## WHAT IS BEING ASKED
Return the whole listing, keeping every character the same.

--- START THE RECORDS ---

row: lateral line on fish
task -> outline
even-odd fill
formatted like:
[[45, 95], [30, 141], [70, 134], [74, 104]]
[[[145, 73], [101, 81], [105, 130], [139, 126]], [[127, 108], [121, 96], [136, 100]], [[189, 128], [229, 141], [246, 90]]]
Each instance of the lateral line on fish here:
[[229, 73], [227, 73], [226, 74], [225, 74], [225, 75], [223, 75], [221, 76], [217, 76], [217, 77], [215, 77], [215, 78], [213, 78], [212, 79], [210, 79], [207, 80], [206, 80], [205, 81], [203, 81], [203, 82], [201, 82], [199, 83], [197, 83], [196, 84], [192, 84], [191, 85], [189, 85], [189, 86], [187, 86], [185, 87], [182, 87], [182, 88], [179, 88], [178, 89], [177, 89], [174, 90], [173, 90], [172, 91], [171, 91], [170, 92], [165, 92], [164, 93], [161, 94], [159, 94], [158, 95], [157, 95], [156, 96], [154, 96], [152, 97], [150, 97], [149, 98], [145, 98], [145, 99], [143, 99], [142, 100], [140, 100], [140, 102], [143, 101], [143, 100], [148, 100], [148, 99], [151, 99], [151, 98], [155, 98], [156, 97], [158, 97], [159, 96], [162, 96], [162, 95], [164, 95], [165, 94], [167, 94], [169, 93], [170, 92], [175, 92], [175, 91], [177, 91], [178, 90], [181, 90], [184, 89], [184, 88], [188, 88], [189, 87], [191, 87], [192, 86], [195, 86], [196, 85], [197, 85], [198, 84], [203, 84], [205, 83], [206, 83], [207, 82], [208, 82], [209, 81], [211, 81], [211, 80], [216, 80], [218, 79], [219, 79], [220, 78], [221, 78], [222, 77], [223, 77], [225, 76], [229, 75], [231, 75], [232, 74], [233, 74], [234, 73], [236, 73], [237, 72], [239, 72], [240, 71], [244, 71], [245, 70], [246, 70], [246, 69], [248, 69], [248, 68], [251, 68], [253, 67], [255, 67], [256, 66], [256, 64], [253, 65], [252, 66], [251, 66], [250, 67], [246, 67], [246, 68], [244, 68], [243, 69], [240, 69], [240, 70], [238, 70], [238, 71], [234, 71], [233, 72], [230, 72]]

--- END THE RECORDS ---

## FULL SOLUTION
row: lateral line on fish
task -> outline
even-odd fill
formatted like:
[[45, 95], [30, 141], [70, 134], [74, 104]]
[[[145, 73], [101, 81], [105, 130], [139, 126]], [[127, 108], [121, 96], [136, 100]], [[189, 128], [229, 141], [246, 90]]]
Each instance of the lateral line on fish here:
[[229, 73], [227, 73], [226, 74], [225, 74], [225, 75], [223, 75], [221, 76], [217, 76], [217, 77], [215, 77], [215, 78], [213, 78], [212, 79], [210, 79], [207, 80], [206, 80], [205, 81], [203, 81], [203, 82], [201, 82], [199, 83], [197, 83], [196, 84], [192, 84], [191, 85], [189, 85], [189, 86], [187, 86], [185, 87], [182, 87], [182, 88], [179, 88], [178, 89], [177, 89], [174, 90], [173, 90], [172, 91], [171, 91], [170, 92], [165, 92], [164, 93], [161, 94], [159, 94], [158, 95], [157, 95], [156, 96], [154, 96], [152, 97], [150, 97], [149, 98], [145, 98], [145, 99], [143, 99], [142, 100], [140, 100], [140, 102], [143, 101], [143, 100], [148, 100], [148, 99], [151, 99], [151, 98], [155, 98], [156, 97], [158, 97], [159, 96], [162, 96], [162, 95], [164, 95], [165, 94], [167, 94], [169, 93], [170, 92], [175, 92], [175, 91], [177, 91], [178, 90], [181, 90], [184, 89], [184, 88], [188, 88], [189, 87], [191, 87], [192, 86], [195, 86], [196, 85], [197, 85], [198, 84], [203, 84], [205, 83], [206, 83], [207, 82], [208, 82], [209, 81], [211, 81], [211, 80], [216, 80], [218, 79], [219, 79], [220, 78], [221, 78], [222, 77], [223, 77], [225, 76], [229, 75], [231, 75], [232, 74], [233, 74], [234, 73], [236, 73], [237, 72], [239, 72], [240, 71], [244, 71], [245, 70], [246, 70], [246, 69], [248, 69], [248, 68], [251, 68], [253, 67], [255, 67], [256, 66], [256, 64], [253, 65], [252, 66], [251, 66], [250, 67], [246, 67], [246, 68], [244, 68], [243, 69], [240, 69], [240, 70], [238, 70], [238, 71], [234, 71], [233, 72], [230, 72]]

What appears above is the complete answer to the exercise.